**What is needed**. Convert the entries below into a two-column CSV with the header instruction,output. Write one row per entry, putting its text and its answer each in a single quoted field, with line breaks replaced by spaces.
--------------------------------------------------
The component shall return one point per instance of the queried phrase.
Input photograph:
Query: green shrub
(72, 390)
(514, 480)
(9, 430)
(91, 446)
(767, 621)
--------------------------------------------------
**Answer to the problem**.
instruction,output
"The component shall return one point per instance of the queried phrase. Input photograph: Query: green shrub","(72, 390) (514, 480) (9, 430) (91, 446) (767, 621)"